TEXT BLOCK:
[Start of Attachment]

06.10. – Happy Birthday !!! Classic Blue Note releases of the 1960s are filled with tracks that exoticise Africa, with names such as Afro Blue, Afrodisia, Ghana, Niger Mambo, Mr Kenyatta, The Man from Tanganyika and so on.
Five decades later, Blue Note’s latest signing Tony Allen – the Nigerian drummer who powered Fela Kuti’s Afrobeat – is turning the tables and exoticising Blue Note’s hard-bop. The Source builds on Allen’s recent mini-LP of Art Blakey covers, but this time he and musical director Yann Jankielewicz invoke other jazz legends. Ewajo recalls Miles Davis’s angular modal jazz; On Fire is based around a Dizzy Gillespie-style chromatic trumpet riff; Cruising evokes Duke Ellington’s tone poems; Push and Pull sounds like an ecstatic New Orleans marching band. Each is set to one of Allen’s herky-jerky drum patterns and a restrictive ostinato bassline, but Allen’s Parisian band explore each theme in detail, with some garrulous, impressive solos from the likes of saxophonist Rémi Sciuto and trumpeter Nicolas Giraud.
‘Mr Afrobeat’ returns, this time on the world’s leading world music label. Like his last album Lagos No Shaking, this was recorded in Allen’s old stomping ground, Lagos, the sprawling Nigerian megacity he refers to as ‘a complete mother****** of a place’. And, just as on that record, Allen is joined by several local guest vocalists. It’s business as usual and business, as usual, is pretty damn good.
The title may well refer to Allen’s famously spectral presence on his own albums, so ubiquitous but unobtrusive that he’s almost invisible when he’s right there in front of you. Although he is Africa’s most famous drummer, you won’t hear any drum solos on Secret Agent. But his kit is a constant presence driving the vibe, the trademark double-kick drum motif of Afrobeat criss-crossing with ting-tinging ride cymbals, gasping hi-hats, shuffling snares and those deceptively simple rolls on the toms that conclude a typical Tony Allen bar.
Gratifyingly, he book-ends the album with two of his own casually murmured lead vocals – partly a by-product of having to sing and play at the same time for much of his solo career. There are five other lead singers, most obviously Oribiyi Adunni a.k.a. AYO, whose sometimes strident vocals bring a contemporary R&B/soul diva flavour to Ijo, Nina Lowo, Ayenlo and Atuwaba.

[End of Attachment]

QUESTIONS TO ANSWER:
a) Translate this sentence from the Tony Allen review into Spanish: "Although he is Africa's most famous drummer, you won't hear any drum solos on Secret Agent."
b) In the Tony Allen review, who works with Allen as musical director on The Source?
c) Continue the Tony Allen review from the point where it stops.

MATERIAL PROVIDED:
[Start of Attachment]

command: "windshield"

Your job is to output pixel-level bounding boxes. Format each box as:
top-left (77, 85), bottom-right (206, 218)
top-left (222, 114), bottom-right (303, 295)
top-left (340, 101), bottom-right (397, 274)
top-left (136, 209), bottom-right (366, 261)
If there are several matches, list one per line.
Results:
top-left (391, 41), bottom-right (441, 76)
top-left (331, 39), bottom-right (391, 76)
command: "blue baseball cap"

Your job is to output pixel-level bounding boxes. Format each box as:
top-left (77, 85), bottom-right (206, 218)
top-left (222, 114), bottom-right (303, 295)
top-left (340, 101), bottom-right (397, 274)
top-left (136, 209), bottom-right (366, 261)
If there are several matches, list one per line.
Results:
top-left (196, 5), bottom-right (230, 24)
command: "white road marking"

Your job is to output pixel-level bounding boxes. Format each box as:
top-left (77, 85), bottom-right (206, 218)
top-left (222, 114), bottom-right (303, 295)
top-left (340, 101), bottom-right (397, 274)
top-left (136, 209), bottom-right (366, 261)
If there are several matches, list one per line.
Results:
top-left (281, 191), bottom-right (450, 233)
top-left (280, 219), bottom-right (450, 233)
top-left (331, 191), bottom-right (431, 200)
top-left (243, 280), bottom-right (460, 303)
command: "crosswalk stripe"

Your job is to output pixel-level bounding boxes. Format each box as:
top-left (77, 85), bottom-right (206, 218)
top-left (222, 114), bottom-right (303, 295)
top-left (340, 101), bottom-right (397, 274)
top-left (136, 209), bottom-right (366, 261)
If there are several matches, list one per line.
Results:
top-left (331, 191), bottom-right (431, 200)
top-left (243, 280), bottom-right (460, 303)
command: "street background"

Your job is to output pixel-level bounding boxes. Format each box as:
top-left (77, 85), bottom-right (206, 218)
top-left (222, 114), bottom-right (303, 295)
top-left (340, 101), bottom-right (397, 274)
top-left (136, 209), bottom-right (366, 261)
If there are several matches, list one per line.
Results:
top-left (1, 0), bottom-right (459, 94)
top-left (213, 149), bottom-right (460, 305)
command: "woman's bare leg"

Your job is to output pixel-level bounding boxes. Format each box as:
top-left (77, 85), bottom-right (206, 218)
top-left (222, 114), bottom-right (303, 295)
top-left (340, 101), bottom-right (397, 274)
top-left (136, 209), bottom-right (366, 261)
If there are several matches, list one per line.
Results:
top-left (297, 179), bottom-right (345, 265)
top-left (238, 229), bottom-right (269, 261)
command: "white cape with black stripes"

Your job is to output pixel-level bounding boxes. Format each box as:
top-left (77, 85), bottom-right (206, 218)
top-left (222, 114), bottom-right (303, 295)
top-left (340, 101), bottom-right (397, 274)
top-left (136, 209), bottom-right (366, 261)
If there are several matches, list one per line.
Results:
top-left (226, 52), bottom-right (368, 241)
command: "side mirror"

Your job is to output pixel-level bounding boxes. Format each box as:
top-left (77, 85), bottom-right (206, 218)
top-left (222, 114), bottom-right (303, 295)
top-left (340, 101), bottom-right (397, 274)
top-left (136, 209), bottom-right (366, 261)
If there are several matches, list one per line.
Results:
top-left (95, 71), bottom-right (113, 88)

[End of Attachment]

TASK-BY-TASK RESULTS:
a) Aunque es el baterista más famoso de África, no oirás ningún solo de batería en Secret Agent.

b) Yann Jankielewicz.

c)
The other most notable vocal presence is King Odudu, sounding as if he could easily be a member of Fela Kuti’s family on the slinky Celebrate and Pariwo. Despite the relaxed vibe of the latter, its militant Broken English lyrics (“culture, not torture”) continue Kuti’s Afrobeat tradition of speaking out against injustice. And the same is true of the ‘blaxploitation’-flavoured Elewon Po, which finds Allen protesting that there are “Too many prisoners”.
Secret Agent boasts some very tasty licks from Cameroonian guitarist Claude Dibongue, and especially sublime horn arrangements by co-producer Fixi, who also tinkers with Rhodes, keyboards, synths, trombone and accordion in a couple of places. Although Tony Allen is approaching his 70th birthday, Afrobeat’s co-creator isn’t resting on his laurels.
When you are rightly praised as the greatest drummer Africa has produced, and helped to create Afrobeat along with Fela Kuti, then there’s no need for indulgent solos. At 74, Tony Allen has released his 10th album, a cool, contemporary set dominated, of course, by relaxed, subtle and insistent percussion. His laid-back voice dominates the first two tracks here: the glorious light and slinky Moving On, and Boat Journey, a warning about the dangers facing illegal migrants. This theme is repeated in Go Back, one of two tracks he co-wrote with Damon Albarn, who provides lead vocals and keyboards on a powerful, drifting ballad. Elsewhere, there’s a bluesy song from the US-based Nigerian singer Kuku, and rousing, brass-backed funk from the Nigerian female vocal group Adunni and Nefertiti, driven on by a master-drummer still in glorious form.